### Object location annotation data
━━━━━━━━━━
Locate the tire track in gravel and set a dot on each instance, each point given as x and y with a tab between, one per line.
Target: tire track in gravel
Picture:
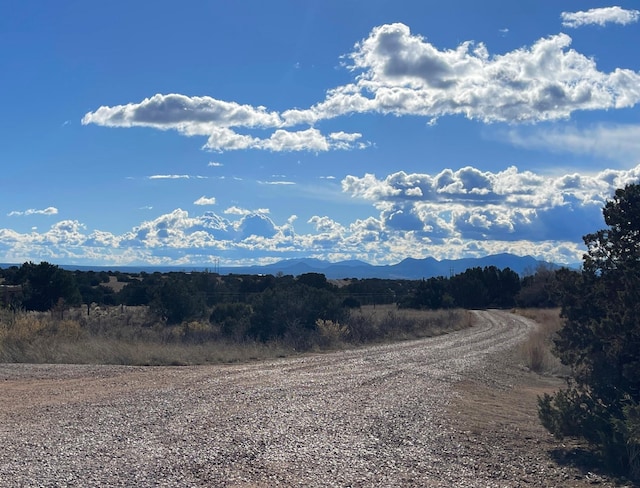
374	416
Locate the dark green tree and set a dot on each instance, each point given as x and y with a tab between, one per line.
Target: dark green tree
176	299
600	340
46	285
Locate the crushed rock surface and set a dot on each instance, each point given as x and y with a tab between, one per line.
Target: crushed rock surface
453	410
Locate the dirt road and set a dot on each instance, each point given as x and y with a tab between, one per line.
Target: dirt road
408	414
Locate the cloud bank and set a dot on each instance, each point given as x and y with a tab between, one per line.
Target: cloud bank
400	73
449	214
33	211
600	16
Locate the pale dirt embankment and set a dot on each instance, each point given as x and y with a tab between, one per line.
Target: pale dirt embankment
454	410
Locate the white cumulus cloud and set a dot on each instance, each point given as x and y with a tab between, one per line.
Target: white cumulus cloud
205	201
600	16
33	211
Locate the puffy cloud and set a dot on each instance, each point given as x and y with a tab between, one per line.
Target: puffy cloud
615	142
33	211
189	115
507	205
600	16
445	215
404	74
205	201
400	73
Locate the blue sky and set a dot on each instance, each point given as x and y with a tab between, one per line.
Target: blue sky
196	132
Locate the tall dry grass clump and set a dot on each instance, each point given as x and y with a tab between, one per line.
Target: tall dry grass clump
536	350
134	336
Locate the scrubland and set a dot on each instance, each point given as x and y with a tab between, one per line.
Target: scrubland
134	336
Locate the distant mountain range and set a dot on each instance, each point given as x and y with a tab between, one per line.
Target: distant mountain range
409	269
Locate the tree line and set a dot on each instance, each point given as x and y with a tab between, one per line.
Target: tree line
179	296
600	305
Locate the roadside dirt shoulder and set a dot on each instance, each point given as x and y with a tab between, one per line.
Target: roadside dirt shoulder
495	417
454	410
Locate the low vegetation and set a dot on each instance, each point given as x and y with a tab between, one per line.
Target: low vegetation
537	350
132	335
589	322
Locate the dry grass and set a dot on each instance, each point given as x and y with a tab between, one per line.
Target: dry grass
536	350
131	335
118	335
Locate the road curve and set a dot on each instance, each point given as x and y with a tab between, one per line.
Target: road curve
━━━━━━━━━━
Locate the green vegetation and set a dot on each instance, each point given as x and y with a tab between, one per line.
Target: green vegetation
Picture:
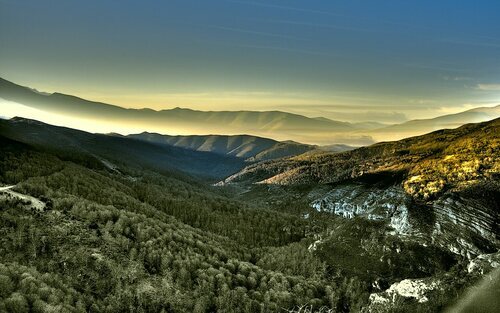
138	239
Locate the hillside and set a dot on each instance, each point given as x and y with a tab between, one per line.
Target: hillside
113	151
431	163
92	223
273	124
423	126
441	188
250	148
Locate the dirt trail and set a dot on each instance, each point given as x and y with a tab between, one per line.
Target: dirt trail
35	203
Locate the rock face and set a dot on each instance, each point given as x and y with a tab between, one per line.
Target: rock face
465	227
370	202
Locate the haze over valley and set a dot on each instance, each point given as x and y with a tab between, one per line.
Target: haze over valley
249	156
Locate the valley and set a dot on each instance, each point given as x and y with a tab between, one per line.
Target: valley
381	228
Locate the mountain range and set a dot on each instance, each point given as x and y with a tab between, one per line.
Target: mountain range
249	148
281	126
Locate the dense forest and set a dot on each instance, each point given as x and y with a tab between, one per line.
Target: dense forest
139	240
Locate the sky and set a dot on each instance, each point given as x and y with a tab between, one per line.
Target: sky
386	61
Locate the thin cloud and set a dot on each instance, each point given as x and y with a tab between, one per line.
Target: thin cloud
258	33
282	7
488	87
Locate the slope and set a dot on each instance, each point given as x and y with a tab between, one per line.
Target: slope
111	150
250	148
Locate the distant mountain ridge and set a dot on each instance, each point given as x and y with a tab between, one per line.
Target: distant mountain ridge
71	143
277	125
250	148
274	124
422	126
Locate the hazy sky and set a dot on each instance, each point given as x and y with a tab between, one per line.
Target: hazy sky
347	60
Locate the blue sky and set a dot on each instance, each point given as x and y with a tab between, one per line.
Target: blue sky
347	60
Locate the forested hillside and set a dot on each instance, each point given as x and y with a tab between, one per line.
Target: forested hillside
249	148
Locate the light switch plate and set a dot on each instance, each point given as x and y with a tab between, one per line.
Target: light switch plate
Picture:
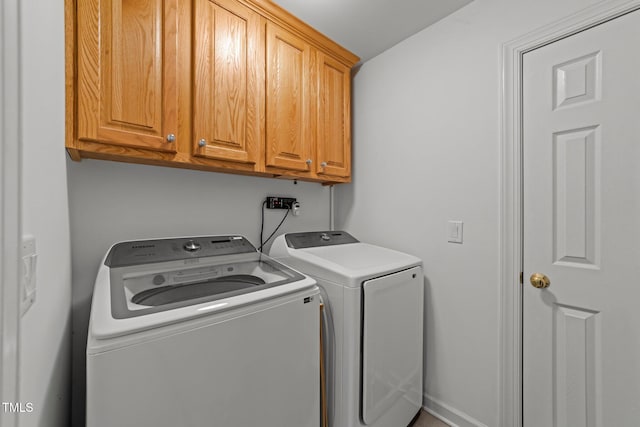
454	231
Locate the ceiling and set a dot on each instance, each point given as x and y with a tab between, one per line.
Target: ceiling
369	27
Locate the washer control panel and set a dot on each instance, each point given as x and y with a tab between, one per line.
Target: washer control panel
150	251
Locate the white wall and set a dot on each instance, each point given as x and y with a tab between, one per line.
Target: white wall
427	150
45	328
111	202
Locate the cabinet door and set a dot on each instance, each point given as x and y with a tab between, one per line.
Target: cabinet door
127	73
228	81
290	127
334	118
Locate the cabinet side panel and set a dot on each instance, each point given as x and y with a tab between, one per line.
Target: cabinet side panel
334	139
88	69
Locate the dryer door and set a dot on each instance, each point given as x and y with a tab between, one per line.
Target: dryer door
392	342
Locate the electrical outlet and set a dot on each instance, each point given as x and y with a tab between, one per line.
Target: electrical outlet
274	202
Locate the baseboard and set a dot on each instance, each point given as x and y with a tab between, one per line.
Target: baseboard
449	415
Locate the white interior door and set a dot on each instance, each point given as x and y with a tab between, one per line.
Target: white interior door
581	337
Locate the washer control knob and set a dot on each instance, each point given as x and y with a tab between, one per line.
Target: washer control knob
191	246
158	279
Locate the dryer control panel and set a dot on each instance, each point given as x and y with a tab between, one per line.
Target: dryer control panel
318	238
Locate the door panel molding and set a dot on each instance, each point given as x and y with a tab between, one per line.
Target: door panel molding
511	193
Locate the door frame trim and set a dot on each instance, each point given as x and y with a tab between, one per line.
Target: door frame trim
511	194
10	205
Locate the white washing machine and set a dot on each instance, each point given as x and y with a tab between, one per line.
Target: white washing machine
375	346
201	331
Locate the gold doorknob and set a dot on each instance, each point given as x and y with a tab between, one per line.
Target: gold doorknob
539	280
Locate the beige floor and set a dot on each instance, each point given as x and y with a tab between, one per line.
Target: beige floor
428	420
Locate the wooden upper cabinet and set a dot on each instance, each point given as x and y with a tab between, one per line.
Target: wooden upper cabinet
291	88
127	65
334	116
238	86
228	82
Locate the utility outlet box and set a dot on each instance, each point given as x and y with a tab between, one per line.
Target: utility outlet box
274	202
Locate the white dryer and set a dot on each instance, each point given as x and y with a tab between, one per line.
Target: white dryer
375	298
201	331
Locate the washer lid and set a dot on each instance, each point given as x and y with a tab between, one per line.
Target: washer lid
━━━━━━━━━━
### WRITTEN PROBLEM
Select every line in the items above that contains the word "over", and copy each one in full. Match the case exactly.

### SOLVED EXERCISE
Locate the haze over valley and set a dot on each instance, each point given as x and y with a tab between, one per line.
Target: haze over valley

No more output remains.